___ SELECTED EXCERPT

And I just remember laying in my bed being like this was the dumbest idea ever. I have nobody to talk to. My SIM card wasn’t hooked up and it was really scary. The first, two or three days I barely ate, barely slept. I just felt so out of my element.

I have a pretty strong spiritual background. So for me, I think one of the biggest things that happened was that I had to dig deep and find my ability to talk to God again because it’s been a long time for me and. That was big. He was the only one I had. There was nobody else and as the trip went on, I developed relationships and friendships with people where I’ve started sharing those experiences and so there were other people that I could lean on and talk to and I got a SIM card finally. I was able to reach Alex and text him and talk to him and share with him my feelings. That first night was probably the scariest in the camp.

I think one of the things that I learned about it is that hardship is never wasted. And I would see these situations where there’s so much poverty and so much hardship and yet it was like I couldn’t decide if I wanted to take the hardship away or if I wanted to just be in awe of what the hardship produced.

And so for example, we had this gathering where we were opening the school and it was a two and a half hour presentation and the politicians were there and there was 200 children sitting in the hot sun paying attention for two hours. I was like, there’s no way in hell any American kid would sit here for two hours in the blazing hot sun without food, without drink, without any entertainment, no phones and pay attention.

Right. It would just be complete mayhem. People would be on their phones and get a snack. They need water, they need shade, they need this, that and the other thing. So I’m watching this and I’m in awe at these children and their ability to focus and so I’m like, I don’t know whether to be like, oh my gosh, this is so amazing. Or if I should be like, what kind of hardship do they endure on a daily basis that creates the kind of character needed to be in that situation as a six-year-old and handle it.

I don’t have the answer, but all I knew is I was watching this. I’m like, hardship is never wasted. A couple of days into the thing, I got word from on Voxer that my ad account… actually it was like an email that my ad account got shut down.

So here I am in the IDP camp and I’m looking at kids who come in and they have one meal a day. There’s this little three-year-old boy. He comes to the camp. I don’t even know where his mother is. I don’t see him eat or drink all day long. I don’t see an adult. And then he just leaves when it’s dark again. And I’m freaking out that my ad account got shut down because now I’ve got this huge business. I got all these expenses and my revenue goes from here, and it just tanks.

And I’m like okay, I can panic about this. There’s nothing I can do. I am abajillion miles away on a mountain somewhere or I can just remember that hardship is never wasted. And I’m so stupid because like who fucking cares that my ad account shut down because look at what I’m looking at, you know?

But in my world, an ad account being shut down is a really big deal. Right? It’s, you know, I’ve got, I’ve got bills to pay, I’ve got people to pay, I’ve got things I have to do.

But I just had that moment where I was like, I felt God say to me, “Julie, any hardship that you’ve come across, whether it’s personal hardship, relational hardship, physical hardship, no matter what, I’m not going to waste it.” And so to me that was like, okay, so then that means no matter what happens in the entrepreneurial journey, whether good stuff happens or bad stuff happens, it’s not going to be wasted.

______

#### PROBLEM REQUIREMENTS:
Can you output, word for word, the part of the camp trip account that opens with the words containing "Right. It would" and closes with "and handle it."? These rows have no connection to the camp trip account.

___ RAW DATA

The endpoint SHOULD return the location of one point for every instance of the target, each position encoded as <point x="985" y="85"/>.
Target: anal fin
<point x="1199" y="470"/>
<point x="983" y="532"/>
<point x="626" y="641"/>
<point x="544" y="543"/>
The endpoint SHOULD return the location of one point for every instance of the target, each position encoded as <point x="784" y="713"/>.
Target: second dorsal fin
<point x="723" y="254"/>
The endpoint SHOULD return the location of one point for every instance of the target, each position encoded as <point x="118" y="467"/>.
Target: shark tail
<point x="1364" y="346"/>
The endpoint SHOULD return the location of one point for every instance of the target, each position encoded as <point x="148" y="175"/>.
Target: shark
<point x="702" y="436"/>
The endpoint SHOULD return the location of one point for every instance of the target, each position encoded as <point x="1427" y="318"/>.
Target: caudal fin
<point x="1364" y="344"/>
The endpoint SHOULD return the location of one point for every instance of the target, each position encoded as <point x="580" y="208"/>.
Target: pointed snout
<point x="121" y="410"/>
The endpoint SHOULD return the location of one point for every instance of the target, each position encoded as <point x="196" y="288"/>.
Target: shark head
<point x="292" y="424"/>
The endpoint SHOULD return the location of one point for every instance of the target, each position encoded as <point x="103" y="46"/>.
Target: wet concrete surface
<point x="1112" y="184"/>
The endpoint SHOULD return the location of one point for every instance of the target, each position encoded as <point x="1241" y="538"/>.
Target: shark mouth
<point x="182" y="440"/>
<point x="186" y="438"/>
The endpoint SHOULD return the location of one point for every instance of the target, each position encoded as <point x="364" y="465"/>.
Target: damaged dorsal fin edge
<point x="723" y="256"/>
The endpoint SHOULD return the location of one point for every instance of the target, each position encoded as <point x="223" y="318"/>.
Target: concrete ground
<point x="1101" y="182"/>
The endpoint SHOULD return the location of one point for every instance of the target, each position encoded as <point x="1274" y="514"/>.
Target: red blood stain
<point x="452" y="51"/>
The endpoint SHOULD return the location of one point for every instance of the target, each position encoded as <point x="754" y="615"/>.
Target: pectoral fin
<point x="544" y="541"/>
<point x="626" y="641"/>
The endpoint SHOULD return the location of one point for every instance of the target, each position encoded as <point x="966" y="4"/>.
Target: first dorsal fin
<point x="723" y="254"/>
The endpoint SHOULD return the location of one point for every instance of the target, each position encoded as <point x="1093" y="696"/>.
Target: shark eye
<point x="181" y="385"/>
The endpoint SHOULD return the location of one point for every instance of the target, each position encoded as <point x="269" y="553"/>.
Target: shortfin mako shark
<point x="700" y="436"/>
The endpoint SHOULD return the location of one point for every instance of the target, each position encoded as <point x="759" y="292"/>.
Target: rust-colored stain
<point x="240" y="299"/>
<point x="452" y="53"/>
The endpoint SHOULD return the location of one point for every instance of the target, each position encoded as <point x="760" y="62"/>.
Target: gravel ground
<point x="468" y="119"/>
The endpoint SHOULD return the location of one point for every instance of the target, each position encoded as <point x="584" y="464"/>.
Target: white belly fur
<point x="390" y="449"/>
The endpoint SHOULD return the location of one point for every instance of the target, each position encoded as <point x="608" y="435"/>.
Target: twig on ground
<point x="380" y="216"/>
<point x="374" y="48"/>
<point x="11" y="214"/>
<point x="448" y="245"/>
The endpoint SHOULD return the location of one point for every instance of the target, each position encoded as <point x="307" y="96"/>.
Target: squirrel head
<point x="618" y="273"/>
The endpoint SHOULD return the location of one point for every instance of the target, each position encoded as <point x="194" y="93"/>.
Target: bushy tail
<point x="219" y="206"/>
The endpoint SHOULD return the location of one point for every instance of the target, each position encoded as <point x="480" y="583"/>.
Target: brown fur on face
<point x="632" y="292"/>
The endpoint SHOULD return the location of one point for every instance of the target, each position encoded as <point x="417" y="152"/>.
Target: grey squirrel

______

#### TASK OUTPUT:
Right. It would just be complete mayhem. People would be on their phones and get a snack. They need water, they need shade, they need this, that and the other thing. So I’m watching this and I’m in awe at these children and their ability to focus and so I’m like, I don’t know whether to be like, oh my gosh, this is so amazing. Or if I should be like, what kind of hardship do they endure on a daily basis that creates the kind of character needed to be in that situation as a six-year-old and handle it.